# start of Listed records

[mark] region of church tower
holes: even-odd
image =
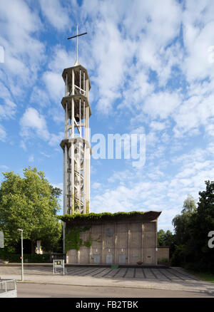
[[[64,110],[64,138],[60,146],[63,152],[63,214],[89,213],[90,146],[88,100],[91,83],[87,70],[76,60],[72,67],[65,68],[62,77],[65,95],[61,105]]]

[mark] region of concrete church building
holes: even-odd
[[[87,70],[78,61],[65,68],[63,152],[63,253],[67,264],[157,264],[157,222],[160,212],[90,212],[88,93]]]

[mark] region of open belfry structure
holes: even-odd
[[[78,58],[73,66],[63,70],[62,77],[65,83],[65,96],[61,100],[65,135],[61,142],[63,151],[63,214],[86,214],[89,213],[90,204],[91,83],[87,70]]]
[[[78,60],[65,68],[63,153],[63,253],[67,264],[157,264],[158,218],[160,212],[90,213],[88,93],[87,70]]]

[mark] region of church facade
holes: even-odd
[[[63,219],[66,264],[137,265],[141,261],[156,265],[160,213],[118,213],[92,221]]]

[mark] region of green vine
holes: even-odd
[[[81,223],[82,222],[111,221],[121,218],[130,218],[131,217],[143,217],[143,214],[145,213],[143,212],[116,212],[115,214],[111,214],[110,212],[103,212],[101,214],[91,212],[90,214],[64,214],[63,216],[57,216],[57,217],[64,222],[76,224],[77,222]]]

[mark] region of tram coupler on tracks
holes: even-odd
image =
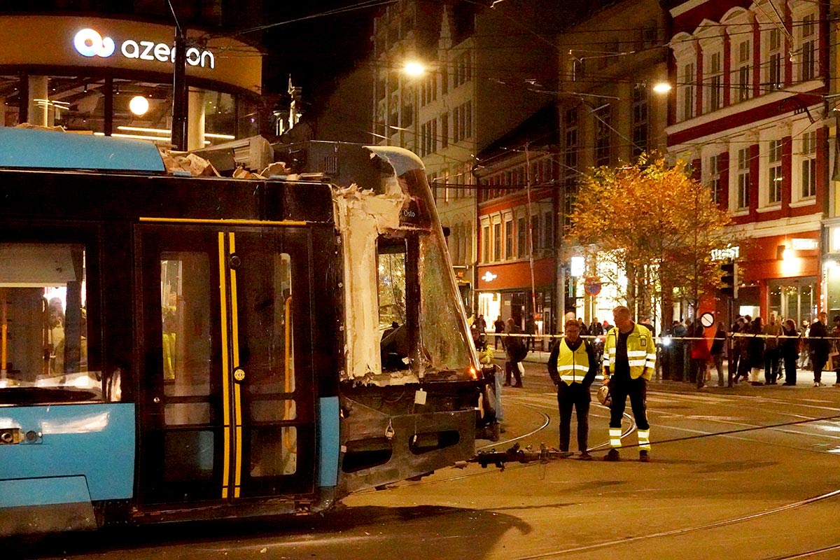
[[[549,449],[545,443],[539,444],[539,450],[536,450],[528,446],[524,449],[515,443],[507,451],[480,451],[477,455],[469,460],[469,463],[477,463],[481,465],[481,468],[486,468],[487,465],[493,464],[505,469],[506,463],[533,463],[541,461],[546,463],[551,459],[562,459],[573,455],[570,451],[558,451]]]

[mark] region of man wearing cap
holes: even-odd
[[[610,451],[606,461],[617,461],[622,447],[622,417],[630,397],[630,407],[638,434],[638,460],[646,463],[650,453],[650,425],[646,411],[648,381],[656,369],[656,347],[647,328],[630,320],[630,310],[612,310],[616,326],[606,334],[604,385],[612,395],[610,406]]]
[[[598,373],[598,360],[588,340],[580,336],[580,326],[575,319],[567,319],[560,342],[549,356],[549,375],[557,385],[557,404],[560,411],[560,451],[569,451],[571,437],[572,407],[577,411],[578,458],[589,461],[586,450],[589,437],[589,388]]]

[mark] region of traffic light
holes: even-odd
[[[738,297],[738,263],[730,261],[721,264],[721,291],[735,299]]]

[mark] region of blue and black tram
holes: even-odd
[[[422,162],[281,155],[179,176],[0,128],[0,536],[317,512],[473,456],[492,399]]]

# end of Listed records
# start of Listed records

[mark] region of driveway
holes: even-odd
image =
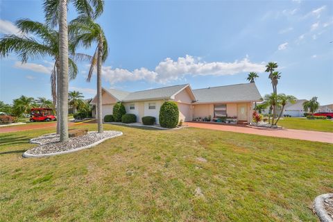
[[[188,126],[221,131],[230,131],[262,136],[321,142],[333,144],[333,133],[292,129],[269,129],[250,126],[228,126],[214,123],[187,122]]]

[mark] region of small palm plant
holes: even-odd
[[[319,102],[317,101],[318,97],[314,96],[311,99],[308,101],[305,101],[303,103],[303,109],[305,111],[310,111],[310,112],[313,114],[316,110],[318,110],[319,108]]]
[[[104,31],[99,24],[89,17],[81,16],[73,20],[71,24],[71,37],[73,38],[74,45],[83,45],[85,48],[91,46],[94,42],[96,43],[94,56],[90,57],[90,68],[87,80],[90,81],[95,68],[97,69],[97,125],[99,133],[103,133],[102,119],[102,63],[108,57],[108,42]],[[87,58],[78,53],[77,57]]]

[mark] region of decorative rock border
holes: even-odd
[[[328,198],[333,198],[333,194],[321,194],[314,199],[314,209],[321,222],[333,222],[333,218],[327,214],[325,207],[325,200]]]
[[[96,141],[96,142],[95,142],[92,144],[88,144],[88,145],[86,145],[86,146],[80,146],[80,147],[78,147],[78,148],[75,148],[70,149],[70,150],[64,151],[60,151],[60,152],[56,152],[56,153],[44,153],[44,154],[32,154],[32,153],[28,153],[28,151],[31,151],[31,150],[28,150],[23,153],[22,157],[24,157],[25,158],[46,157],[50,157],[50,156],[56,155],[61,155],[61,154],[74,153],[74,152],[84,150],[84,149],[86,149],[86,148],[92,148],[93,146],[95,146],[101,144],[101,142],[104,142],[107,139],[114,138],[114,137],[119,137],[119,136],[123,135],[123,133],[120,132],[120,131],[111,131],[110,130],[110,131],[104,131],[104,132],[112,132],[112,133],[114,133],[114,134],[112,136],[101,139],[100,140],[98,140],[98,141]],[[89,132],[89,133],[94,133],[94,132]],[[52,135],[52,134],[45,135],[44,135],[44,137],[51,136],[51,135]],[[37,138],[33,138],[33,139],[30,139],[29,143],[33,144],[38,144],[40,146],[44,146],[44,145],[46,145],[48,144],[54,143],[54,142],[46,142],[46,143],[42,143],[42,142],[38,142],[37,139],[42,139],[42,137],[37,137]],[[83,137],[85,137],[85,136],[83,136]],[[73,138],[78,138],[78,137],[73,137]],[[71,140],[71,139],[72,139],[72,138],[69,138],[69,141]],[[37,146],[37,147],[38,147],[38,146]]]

# end of Listed records

#### Do this:
Select each line in the items above that contains the string "mark", and copy those lines in order.

#### Answer to the problem:
[mark] region of church tower
[mark] region of concrete church building
[mark] region of open belfry structure
[mark] region of church facade
[mark] region of green vine
[mark] region of tram coupler on tracks
[mark] region of man wearing cap
[mark] region of traffic light
[mark] region of blue and black tram
[mark] region of driveway
[mark] region of small palm plant
[mark] region of decorative rock border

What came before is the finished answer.